◆ TASK BRIEF
Type out all the records word for word. Any pictures are to be left out.

◆ MATERIAL FOR THIS EXERCISE
════════

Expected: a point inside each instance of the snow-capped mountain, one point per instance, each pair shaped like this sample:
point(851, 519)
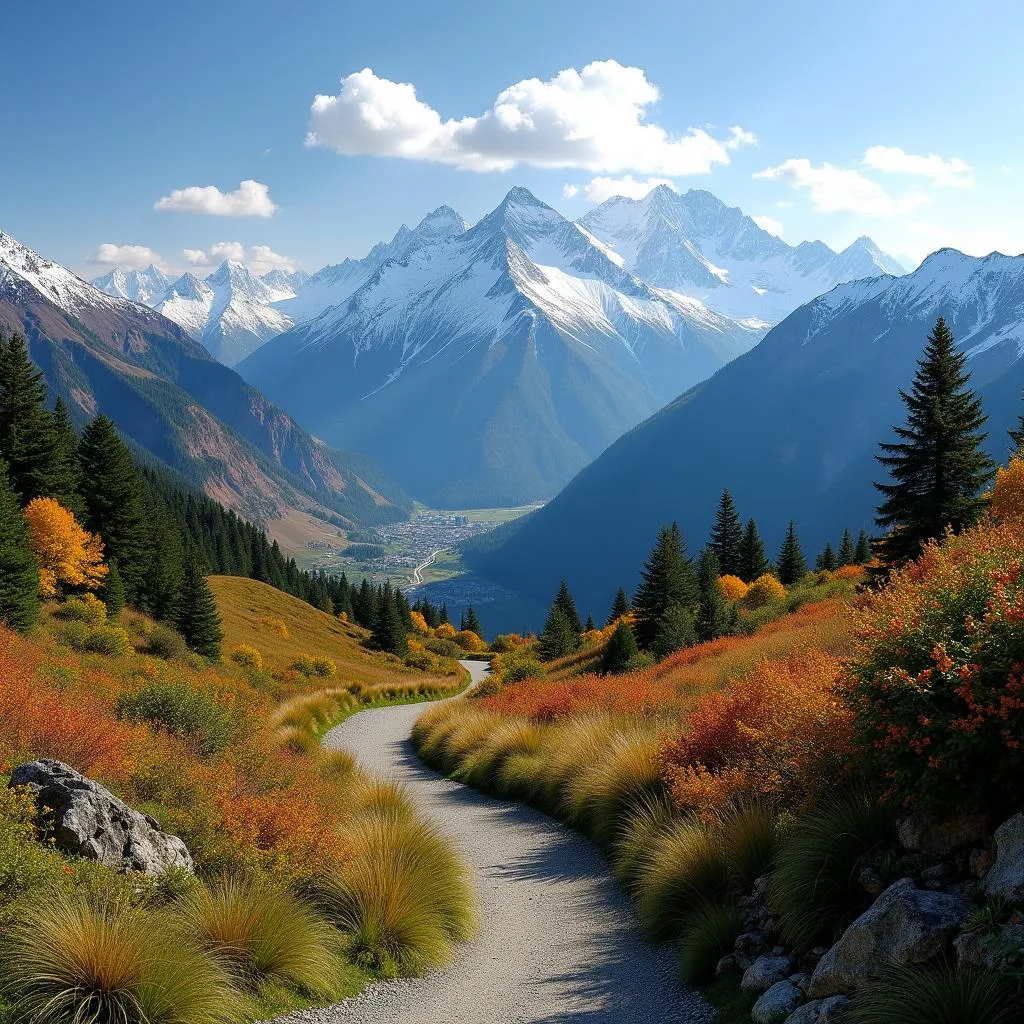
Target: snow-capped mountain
point(808, 408)
point(515, 349)
point(147, 286)
point(335, 284)
point(696, 245)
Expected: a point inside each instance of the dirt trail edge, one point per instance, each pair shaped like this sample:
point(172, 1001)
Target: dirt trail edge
point(558, 941)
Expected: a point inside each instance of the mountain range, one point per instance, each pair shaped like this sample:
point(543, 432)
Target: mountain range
point(791, 427)
point(179, 408)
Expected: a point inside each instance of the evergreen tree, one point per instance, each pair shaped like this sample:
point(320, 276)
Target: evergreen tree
point(113, 591)
point(557, 638)
point(792, 563)
point(713, 609)
point(826, 561)
point(621, 650)
point(937, 467)
point(565, 601)
point(675, 631)
point(198, 620)
point(727, 537)
point(112, 495)
point(667, 580)
point(753, 559)
point(862, 553)
point(28, 435)
point(18, 572)
point(620, 607)
point(847, 552)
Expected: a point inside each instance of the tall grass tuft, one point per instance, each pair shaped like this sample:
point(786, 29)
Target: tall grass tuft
point(812, 887)
point(706, 937)
point(262, 934)
point(940, 994)
point(72, 963)
point(403, 896)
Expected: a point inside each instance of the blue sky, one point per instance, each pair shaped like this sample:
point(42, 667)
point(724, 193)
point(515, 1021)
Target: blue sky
point(897, 120)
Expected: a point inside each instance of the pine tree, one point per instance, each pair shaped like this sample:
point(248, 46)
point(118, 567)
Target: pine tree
point(937, 467)
point(621, 650)
point(18, 573)
point(675, 631)
point(557, 638)
point(620, 607)
point(754, 561)
point(28, 435)
point(112, 495)
point(667, 580)
point(198, 620)
point(713, 609)
point(113, 592)
point(847, 552)
point(792, 564)
point(565, 601)
point(862, 553)
point(826, 561)
point(727, 537)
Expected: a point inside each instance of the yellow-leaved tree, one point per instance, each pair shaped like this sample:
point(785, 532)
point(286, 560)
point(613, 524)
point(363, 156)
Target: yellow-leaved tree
point(68, 555)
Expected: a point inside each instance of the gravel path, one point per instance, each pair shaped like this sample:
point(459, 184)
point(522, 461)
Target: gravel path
point(558, 942)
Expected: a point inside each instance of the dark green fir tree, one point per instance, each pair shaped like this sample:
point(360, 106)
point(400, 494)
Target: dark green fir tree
point(937, 467)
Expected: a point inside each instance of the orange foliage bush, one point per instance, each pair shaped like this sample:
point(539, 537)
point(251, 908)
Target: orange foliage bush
point(67, 554)
point(778, 732)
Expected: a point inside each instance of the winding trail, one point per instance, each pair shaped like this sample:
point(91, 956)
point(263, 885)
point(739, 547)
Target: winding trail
point(558, 941)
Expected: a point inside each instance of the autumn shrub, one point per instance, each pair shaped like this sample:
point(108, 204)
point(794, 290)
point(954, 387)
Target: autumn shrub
point(765, 590)
point(70, 961)
point(194, 714)
point(937, 683)
point(733, 589)
point(262, 933)
point(87, 608)
point(247, 656)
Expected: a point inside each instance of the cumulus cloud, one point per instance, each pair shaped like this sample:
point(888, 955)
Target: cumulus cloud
point(128, 257)
point(892, 160)
point(600, 188)
point(593, 119)
point(770, 224)
point(251, 199)
point(259, 259)
point(837, 189)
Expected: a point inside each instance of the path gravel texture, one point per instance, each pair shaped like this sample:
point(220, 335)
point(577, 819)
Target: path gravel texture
point(558, 941)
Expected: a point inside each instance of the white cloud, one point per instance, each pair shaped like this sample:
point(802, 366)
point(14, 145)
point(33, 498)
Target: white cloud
point(259, 259)
point(251, 199)
point(127, 257)
point(837, 189)
point(769, 224)
point(600, 188)
point(593, 119)
point(892, 160)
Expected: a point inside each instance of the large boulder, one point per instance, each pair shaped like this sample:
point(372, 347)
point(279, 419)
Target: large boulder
point(905, 925)
point(1006, 877)
point(86, 819)
point(777, 1004)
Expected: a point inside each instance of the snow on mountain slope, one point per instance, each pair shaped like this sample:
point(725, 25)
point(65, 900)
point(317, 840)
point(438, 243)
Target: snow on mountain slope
point(695, 245)
point(521, 342)
point(147, 286)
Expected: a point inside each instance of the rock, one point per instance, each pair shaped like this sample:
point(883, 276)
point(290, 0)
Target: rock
point(941, 837)
point(905, 925)
point(821, 1011)
point(765, 972)
point(777, 1004)
point(1006, 877)
point(88, 820)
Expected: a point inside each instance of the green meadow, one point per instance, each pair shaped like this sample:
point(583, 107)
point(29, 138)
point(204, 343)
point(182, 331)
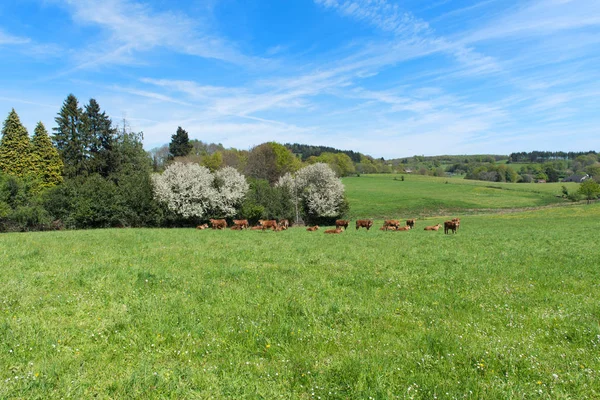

════════

◆ COMPLETED EXERCISE
Expected: a point inside each instance of the snow-capped mountain, one point per instance, each pair shaped like this sample:
point(851, 519)
Target: snow-capped mountain
point(808, 408)
point(515, 349)
point(147, 286)
point(335, 284)
point(696, 245)
Expected: a point inside each instance of the dirt trail edge, one point per instance, each pair shaped like this sample:
point(172, 1001)
Target: dirt trail edge
point(558, 941)
Expected: a point inside each instance of the mountain range, one point per instance, each pair shaped like this sample:
point(543, 432)
Target: mountain range
point(791, 427)
point(179, 408)
Expected: a point inside each instance of the evergreen tree, one point per instance, each pair shaped like this sample:
point(320, 276)
Target: evergreen tree
point(113, 591)
point(557, 638)
point(792, 563)
point(713, 609)
point(826, 561)
point(621, 650)
point(937, 467)
point(565, 601)
point(675, 631)
point(198, 620)
point(727, 537)
point(112, 495)
point(667, 580)
point(753, 559)
point(862, 553)
point(28, 435)
point(18, 572)
point(620, 607)
point(847, 552)
Expected: a point inside each instance of the tall grass tuft, one point per instance, each pair shaped like this sample:
point(786, 29)
Target: tall grass tuft
point(812, 887)
point(706, 937)
point(262, 934)
point(940, 994)
point(72, 963)
point(403, 896)
Expected: a point inside each instance of the blue sky, one point per instance, each pair shaped like this sample:
point(42, 667)
point(724, 193)
point(515, 1021)
Target: blue sky
point(897, 120)
Expected: a point inside each instance of the pine tree, one point per instance, each pair shaped like this sample:
point(248, 46)
point(118, 567)
Target: pine tree
point(937, 467)
point(621, 650)
point(18, 573)
point(675, 631)
point(557, 638)
point(620, 607)
point(754, 561)
point(28, 435)
point(112, 495)
point(667, 580)
point(198, 620)
point(713, 609)
point(113, 592)
point(847, 552)
point(792, 564)
point(565, 601)
point(862, 553)
point(826, 561)
point(727, 537)
Expected: a point inside each instance of the yellow-leaved tree, one point per instance, each pair shaped like this sample:
point(785, 532)
point(286, 560)
point(613, 524)
point(363, 156)
Target: yellow-leaved tree
point(68, 555)
Expected: a point inside each instance of the gravel path, one point per instance, each pair shaped like this sample:
point(459, 184)
point(522, 461)
Target: gravel path
point(558, 942)
Expected: a point inside each instance of the dark green fir tree, one point per instance, each pair shaped like this sample:
point(360, 106)
point(400, 494)
Target: dark green fir tree
point(937, 467)
Expected: a point inside each instance of the orange foliage bush, one point per instance, each pair shaped like this sample:
point(539, 537)
point(251, 908)
Target: orange foliage bush
point(67, 554)
point(778, 732)
Expected: a point inside each instance of the winding trail, one point per instance, each pair shaped like this sample:
point(91, 956)
point(263, 885)
point(739, 547)
Target: winding trail
point(558, 941)
Expected: a point inside each instance of the autumn shrub, one point per instance, each pair shaped like this sample:
point(108, 204)
point(794, 290)
point(954, 387)
Target: autumn shrub
point(765, 590)
point(70, 961)
point(194, 714)
point(937, 683)
point(733, 589)
point(262, 933)
point(87, 608)
point(247, 656)
Expected: a point inside each instance of the cumulus cloud, one point per instance, each pair shaped like this sample:
point(888, 955)
Target: cumulus cloud
point(128, 257)
point(892, 160)
point(600, 188)
point(593, 119)
point(770, 224)
point(251, 199)
point(259, 259)
point(837, 189)
Expected: a point inside each instance of the path gravel texture, one point per instance, each pair shaped like this sample:
point(220, 335)
point(577, 819)
Target: path gravel texture
point(558, 941)
Expected: a point inside each instance of the white cloud, one point per instance, each pair shaped like this sample:
point(802, 366)
point(14, 145)
point(33, 498)
Target: white cloud
point(259, 259)
point(251, 199)
point(127, 257)
point(837, 189)
point(769, 224)
point(600, 188)
point(593, 119)
point(892, 160)
Expected: a point inside each instance of the large boulder, one point per instance, each pair shaped like this sample:
point(372, 347)
point(279, 419)
Target: large boulder
point(905, 925)
point(1006, 877)
point(86, 819)
point(777, 1004)
Expected: a point inside each instance of the snow on mountain slope, one point per instance, each pair shaped like this sample:
point(725, 25)
point(65, 900)
point(317, 840)
point(438, 243)
Target: snow on mountain slope
point(695, 245)
point(521, 342)
point(147, 286)
Expected: a point inside each instance of the rock, one point per instance, each pair shaped like this sample:
point(883, 276)
point(290, 0)
Target: rock
point(941, 837)
point(905, 925)
point(821, 1011)
point(765, 972)
point(777, 1004)
point(1006, 877)
point(88, 820)
Expected: a point inside each instance of the green meadow, one point per instance, each pair shaped like this sample:
point(583, 107)
point(29, 138)
point(204, 343)
point(182, 331)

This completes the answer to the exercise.